** Directions **
Your answer must be the exact lines from the one with "Exercise. Point out the wooden" to the end of the data, both included, with no pictures.

** Image point grounding data **
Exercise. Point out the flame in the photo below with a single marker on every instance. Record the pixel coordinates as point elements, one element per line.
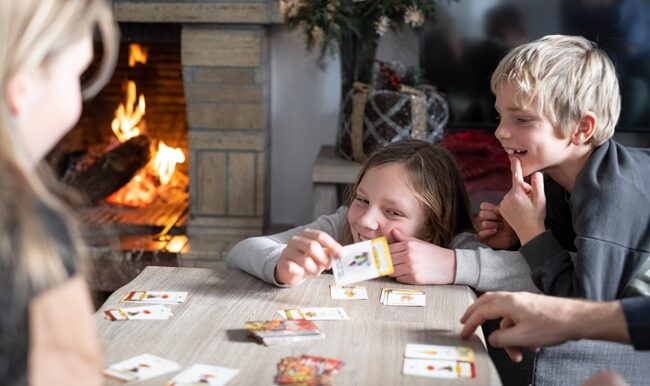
<point>137,54</point>
<point>128,116</point>
<point>165,161</point>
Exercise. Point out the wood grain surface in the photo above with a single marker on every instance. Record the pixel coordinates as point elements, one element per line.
<point>209,328</point>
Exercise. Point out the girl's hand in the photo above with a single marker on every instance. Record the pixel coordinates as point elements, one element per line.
<point>492,230</point>
<point>524,206</point>
<point>306,255</point>
<point>419,262</point>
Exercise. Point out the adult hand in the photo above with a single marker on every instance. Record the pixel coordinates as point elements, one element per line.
<point>492,230</point>
<point>524,206</point>
<point>419,262</point>
<point>306,255</point>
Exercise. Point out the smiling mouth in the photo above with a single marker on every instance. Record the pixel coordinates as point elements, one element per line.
<point>513,151</point>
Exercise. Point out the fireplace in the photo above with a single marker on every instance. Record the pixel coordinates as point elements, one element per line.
<point>206,87</point>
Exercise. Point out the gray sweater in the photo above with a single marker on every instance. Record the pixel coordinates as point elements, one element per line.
<point>476,265</point>
<point>598,236</point>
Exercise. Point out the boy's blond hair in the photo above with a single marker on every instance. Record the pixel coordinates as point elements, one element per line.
<point>564,77</point>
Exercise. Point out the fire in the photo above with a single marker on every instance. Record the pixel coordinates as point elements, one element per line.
<point>128,115</point>
<point>128,123</point>
<point>137,54</point>
<point>165,161</point>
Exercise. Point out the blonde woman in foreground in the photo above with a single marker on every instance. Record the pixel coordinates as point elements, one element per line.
<point>47,330</point>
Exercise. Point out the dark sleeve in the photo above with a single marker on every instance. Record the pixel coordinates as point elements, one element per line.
<point>637,315</point>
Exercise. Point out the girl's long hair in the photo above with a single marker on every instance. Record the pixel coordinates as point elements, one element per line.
<point>32,33</point>
<point>434,178</point>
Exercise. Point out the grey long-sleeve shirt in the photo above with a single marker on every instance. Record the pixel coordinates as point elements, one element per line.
<point>476,265</point>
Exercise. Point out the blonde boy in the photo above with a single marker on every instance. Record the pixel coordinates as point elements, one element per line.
<point>584,227</point>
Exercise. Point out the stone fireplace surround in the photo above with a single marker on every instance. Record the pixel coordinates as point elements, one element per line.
<point>226,76</point>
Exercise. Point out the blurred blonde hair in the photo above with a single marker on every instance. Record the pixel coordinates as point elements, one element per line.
<point>433,176</point>
<point>32,33</point>
<point>564,77</point>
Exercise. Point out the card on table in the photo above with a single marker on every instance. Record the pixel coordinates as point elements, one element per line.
<point>155,297</point>
<point>437,368</point>
<point>348,292</point>
<point>402,297</point>
<point>148,312</point>
<point>284,331</point>
<point>315,313</point>
<point>306,370</point>
<point>200,374</point>
<point>362,261</point>
<point>432,351</point>
<point>141,367</point>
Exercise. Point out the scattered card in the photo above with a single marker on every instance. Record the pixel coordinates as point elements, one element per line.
<point>348,292</point>
<point>149,312</point>
<point>431,351</point>
<point>306,370</point>
<point>284,331</point>
<point>315,313</point>
<point>362,261</point>
<point>402,297</point>
<point>141,367</point>
<point>200,374</point>
<point>436,368</point>
<point>155,297</point>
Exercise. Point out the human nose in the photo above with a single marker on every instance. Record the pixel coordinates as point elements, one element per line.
<point>368,219</point>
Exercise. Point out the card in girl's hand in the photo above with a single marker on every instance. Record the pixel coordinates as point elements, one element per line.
<point>164,297</point>
<point>362,261</point>
<point>348,292</point>
<point>315,313</point>
<point>148,312</point>
<point>200,374</point>
<point>139,368</point>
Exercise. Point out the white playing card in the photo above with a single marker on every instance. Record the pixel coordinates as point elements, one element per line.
<point>141,367</point>
<point>200,374</point>
<point>362,261</point>
<point>431,351</point>
<point>402,297</point>
<point>148,312</point>
<point>348,292</point>
<point>315,313</point>
<point>156,297</point>
<point>435,368</point>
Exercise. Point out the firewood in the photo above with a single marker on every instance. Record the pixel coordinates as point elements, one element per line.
<point>113,169</point>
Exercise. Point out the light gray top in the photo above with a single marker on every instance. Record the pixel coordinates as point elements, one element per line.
<point>208,328</point>
<point>477,265</point>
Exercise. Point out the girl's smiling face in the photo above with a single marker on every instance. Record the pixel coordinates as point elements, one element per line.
<point>384,201</point>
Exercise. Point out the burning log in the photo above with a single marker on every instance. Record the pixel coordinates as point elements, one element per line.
<point>113,169</point>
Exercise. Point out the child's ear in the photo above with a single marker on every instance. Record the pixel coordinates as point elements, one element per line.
<point>20,91</point>
<point>585,129</point>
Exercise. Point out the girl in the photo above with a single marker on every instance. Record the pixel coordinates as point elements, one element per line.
<point>412,193</point>
<point>46,328</point>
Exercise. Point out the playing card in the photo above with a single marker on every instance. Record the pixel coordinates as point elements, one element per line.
<point>430,351</point>
<point>200,374</point>
<point>435,368</point>
<point>315,313</point>
<point>155,297</point>
<point>348,292</point>
<point>362,261</point>
<point>402,297</point>
<point>150,312</point>
<point>142,367</point>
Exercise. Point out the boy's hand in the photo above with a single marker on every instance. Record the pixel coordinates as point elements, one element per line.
<point>524,206</point>
<point>306,255</point>
<point>492,229</point>
<point>419,262</point>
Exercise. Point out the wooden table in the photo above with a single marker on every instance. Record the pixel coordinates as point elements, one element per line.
<point>209,328</point>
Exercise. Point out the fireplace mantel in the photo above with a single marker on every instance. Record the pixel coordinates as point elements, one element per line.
<point>197,11</point>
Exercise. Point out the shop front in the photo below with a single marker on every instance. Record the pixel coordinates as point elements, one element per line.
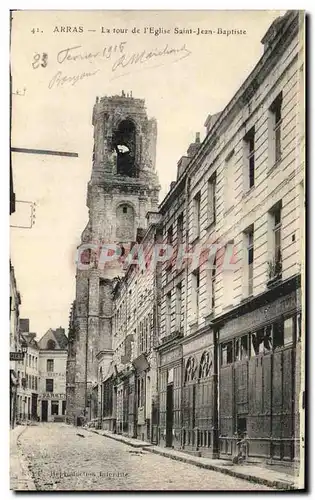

** Exercise answer **
Exercise. Point out the wooden table in the photo above with a single marker on every instance. Record the pixel coordinates as point elements, one element per line.
<point>209,328</point>
Exercise. Point out the fireplace mantel in the photo above with a single marker on every instance. Record the pixel coordinates as point elements, one element per line.
<point>197,11</point>
Exercise. Point out the shop front in the photo below with a single marker on every instance. Record the pixel coordinates as point elements, one element per line.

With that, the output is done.